▸ EXERCISE INSTRUCTIONS: Below are the records; count how many of their lines contain the word "pink" and give that number only.

Start of INFORMATION SUPPLIED

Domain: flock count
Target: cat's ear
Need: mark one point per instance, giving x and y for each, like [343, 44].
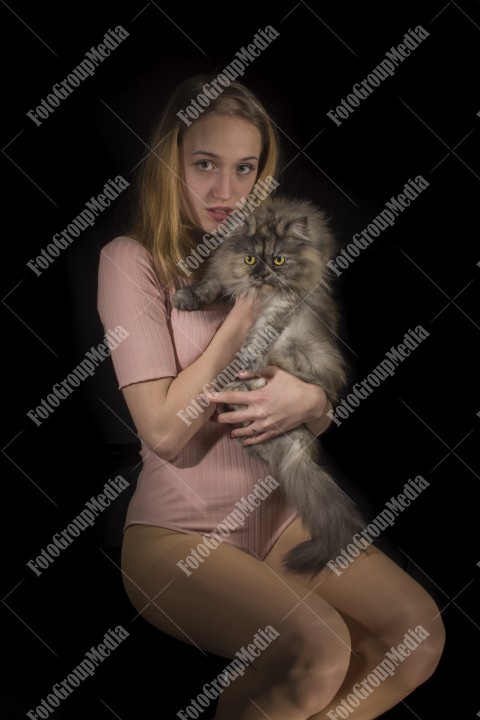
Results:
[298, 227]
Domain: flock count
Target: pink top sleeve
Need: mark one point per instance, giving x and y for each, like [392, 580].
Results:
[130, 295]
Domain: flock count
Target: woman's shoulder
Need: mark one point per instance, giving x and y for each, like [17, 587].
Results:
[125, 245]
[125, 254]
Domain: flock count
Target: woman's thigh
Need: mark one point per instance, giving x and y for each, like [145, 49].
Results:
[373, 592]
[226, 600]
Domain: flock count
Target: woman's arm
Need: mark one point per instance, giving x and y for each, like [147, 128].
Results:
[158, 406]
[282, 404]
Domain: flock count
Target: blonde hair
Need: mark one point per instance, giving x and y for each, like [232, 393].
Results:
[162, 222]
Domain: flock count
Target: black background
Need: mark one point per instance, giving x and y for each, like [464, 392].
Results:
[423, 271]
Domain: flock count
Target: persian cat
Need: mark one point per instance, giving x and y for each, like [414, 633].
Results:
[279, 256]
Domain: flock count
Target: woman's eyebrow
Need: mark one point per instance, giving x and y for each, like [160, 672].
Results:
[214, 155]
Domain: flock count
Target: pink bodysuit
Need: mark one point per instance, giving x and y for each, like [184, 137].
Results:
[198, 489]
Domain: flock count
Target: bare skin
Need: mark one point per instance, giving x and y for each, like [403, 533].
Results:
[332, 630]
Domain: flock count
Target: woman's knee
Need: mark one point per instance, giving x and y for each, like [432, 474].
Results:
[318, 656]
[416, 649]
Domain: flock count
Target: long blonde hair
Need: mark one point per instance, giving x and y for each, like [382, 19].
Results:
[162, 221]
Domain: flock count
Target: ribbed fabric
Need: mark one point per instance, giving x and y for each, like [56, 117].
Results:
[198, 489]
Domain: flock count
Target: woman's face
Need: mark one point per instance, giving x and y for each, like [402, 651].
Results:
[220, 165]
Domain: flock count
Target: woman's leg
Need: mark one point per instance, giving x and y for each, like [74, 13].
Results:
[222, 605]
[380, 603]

End of INFORMATION SUPPLIED
Start of INFORMATION SUPPLIED

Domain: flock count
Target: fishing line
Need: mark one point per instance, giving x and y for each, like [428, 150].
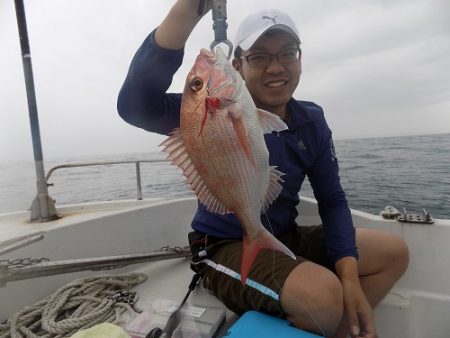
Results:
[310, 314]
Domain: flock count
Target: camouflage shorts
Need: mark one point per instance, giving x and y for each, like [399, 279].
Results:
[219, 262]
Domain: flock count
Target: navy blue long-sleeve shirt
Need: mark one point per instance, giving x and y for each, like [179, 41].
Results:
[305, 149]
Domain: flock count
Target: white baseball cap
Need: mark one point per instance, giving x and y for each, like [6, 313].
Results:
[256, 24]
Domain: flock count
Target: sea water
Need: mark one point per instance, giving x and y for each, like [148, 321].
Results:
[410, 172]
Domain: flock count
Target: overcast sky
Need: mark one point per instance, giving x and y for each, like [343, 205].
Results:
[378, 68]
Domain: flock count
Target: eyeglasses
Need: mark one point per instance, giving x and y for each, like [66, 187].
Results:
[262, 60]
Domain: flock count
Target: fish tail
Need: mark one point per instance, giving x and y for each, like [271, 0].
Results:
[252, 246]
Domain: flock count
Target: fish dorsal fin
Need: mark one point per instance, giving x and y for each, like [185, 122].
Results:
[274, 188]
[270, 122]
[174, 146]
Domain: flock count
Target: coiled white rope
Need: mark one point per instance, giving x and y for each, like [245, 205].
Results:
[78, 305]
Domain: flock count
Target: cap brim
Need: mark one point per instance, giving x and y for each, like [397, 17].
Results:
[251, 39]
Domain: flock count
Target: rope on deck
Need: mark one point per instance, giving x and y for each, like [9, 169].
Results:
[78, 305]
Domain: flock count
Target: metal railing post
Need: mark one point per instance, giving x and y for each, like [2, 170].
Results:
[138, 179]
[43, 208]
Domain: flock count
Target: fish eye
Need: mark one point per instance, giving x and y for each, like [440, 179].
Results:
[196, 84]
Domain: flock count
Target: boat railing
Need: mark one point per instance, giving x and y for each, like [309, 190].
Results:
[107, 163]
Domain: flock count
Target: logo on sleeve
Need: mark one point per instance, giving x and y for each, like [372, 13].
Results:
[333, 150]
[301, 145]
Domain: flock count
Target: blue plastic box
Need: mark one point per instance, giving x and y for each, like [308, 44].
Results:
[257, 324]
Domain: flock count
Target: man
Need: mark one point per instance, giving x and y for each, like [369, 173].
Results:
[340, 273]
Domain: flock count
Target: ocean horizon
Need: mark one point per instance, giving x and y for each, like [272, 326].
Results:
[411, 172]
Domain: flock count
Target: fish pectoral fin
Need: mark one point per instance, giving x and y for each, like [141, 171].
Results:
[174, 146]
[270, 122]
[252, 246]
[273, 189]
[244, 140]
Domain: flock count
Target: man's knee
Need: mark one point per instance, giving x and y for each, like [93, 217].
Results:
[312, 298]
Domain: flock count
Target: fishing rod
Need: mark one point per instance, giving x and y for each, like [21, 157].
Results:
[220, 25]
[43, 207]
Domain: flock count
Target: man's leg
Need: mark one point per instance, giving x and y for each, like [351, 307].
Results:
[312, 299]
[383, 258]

End of INFORMATION SUPPLIED
Start of INFORMATION SUPPLIED

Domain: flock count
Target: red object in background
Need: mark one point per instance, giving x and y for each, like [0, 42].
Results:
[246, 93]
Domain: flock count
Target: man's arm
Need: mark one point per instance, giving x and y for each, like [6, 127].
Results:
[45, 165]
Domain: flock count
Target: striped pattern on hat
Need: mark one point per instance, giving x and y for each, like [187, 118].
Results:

End of INFORMATION SUPPLIED

▸ COMPLETED TASK: 2